### Your instructions
Count how many lines of the material below contain the string "item". Reply with only the number.

================================

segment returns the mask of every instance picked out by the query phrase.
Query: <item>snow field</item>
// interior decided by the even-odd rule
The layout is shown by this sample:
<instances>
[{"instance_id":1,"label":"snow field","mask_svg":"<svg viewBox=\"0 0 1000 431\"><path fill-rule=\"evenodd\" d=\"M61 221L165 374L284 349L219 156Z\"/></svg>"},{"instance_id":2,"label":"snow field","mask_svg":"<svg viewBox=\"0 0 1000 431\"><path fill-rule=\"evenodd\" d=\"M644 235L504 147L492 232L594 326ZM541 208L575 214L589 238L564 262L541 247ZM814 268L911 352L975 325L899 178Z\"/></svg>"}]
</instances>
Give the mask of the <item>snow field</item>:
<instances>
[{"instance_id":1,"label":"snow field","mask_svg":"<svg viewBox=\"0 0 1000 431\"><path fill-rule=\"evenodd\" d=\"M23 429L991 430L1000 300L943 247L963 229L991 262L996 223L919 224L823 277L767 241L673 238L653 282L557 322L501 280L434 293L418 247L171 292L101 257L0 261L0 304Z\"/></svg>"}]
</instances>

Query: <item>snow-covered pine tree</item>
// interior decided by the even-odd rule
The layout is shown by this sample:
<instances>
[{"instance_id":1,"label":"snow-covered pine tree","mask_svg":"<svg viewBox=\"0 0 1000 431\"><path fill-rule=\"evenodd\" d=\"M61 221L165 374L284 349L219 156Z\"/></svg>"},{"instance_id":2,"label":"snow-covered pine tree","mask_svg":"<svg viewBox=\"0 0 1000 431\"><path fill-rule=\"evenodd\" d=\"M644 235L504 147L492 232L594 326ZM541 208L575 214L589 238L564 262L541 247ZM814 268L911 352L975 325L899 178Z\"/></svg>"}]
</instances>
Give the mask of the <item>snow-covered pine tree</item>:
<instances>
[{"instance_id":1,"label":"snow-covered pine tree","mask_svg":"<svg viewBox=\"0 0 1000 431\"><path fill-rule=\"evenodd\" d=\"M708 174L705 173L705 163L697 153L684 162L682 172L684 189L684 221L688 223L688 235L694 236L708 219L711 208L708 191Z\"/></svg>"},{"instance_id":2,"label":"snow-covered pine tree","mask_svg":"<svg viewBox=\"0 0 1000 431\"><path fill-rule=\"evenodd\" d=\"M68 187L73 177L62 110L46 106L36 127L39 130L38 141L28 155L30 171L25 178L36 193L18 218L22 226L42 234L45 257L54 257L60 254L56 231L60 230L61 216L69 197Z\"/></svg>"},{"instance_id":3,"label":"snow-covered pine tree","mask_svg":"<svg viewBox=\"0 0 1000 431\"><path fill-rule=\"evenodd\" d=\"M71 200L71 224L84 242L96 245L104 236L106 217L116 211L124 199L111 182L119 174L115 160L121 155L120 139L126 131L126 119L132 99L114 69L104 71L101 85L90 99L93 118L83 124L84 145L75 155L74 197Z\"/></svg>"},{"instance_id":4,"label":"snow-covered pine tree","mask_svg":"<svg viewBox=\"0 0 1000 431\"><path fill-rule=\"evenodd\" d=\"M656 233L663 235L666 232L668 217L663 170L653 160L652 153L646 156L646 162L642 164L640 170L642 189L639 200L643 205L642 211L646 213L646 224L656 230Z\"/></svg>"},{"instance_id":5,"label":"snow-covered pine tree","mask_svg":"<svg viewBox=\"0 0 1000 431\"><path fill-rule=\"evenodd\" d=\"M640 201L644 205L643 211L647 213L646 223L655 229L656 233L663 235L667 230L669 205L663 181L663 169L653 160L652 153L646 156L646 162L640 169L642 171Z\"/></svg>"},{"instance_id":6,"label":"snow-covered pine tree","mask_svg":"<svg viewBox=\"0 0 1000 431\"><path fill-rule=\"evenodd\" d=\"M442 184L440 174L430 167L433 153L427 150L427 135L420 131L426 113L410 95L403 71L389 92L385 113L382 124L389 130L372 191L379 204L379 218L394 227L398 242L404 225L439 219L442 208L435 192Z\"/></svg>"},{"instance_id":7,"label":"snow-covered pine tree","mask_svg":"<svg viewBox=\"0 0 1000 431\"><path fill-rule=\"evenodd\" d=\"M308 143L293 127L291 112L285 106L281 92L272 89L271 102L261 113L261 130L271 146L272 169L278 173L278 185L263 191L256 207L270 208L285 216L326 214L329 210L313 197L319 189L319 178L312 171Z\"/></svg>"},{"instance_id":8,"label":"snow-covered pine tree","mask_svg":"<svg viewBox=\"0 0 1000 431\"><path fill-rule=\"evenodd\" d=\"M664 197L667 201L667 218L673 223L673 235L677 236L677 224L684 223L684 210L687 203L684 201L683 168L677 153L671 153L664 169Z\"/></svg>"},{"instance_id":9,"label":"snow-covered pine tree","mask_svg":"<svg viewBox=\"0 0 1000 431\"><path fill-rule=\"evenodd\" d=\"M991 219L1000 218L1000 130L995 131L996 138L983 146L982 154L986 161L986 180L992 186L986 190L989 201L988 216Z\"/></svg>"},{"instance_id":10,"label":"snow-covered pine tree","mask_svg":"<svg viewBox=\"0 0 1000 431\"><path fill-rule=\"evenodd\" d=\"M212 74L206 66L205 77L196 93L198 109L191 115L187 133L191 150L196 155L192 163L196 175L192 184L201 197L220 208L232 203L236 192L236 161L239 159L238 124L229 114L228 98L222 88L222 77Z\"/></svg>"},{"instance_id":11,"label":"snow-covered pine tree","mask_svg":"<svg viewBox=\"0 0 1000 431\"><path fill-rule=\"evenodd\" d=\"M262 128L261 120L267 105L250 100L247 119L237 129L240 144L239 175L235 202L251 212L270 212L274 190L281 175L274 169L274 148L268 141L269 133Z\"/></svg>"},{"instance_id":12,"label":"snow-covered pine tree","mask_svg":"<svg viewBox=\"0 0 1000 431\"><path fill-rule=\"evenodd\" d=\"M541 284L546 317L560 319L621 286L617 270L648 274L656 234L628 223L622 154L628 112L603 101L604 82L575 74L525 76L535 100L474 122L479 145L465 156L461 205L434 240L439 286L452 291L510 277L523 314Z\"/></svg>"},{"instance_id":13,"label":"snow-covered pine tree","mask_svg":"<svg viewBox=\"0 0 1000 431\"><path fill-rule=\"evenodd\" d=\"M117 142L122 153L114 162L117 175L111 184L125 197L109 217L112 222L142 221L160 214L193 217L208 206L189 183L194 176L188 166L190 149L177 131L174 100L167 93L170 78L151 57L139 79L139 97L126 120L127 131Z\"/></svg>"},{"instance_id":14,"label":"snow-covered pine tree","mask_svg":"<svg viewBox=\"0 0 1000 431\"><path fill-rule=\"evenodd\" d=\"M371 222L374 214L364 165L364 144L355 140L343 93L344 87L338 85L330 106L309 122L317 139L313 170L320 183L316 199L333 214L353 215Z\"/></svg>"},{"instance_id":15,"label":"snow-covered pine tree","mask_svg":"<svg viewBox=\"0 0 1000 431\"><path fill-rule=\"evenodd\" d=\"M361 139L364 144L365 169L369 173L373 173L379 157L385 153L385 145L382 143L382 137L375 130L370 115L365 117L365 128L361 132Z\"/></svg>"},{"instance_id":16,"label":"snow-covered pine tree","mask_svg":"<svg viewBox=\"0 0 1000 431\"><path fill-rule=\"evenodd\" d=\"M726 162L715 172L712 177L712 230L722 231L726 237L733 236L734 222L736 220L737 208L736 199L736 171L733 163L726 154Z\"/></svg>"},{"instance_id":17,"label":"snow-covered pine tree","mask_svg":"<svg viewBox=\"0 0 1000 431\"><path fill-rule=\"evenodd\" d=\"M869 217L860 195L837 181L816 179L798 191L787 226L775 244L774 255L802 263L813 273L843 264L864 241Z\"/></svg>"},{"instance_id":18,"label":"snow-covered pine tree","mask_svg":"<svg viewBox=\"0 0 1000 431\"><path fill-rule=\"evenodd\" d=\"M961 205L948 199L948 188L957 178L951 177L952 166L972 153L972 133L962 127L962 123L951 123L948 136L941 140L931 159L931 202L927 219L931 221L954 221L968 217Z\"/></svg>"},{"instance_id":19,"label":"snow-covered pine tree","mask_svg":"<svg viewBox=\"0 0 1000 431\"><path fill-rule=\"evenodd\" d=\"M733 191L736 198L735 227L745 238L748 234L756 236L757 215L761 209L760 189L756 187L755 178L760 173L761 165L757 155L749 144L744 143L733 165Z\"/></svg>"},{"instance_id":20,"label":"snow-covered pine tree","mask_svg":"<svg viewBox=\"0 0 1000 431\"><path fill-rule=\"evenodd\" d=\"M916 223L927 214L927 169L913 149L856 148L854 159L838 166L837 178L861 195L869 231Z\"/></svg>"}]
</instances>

================================

### The completed task
4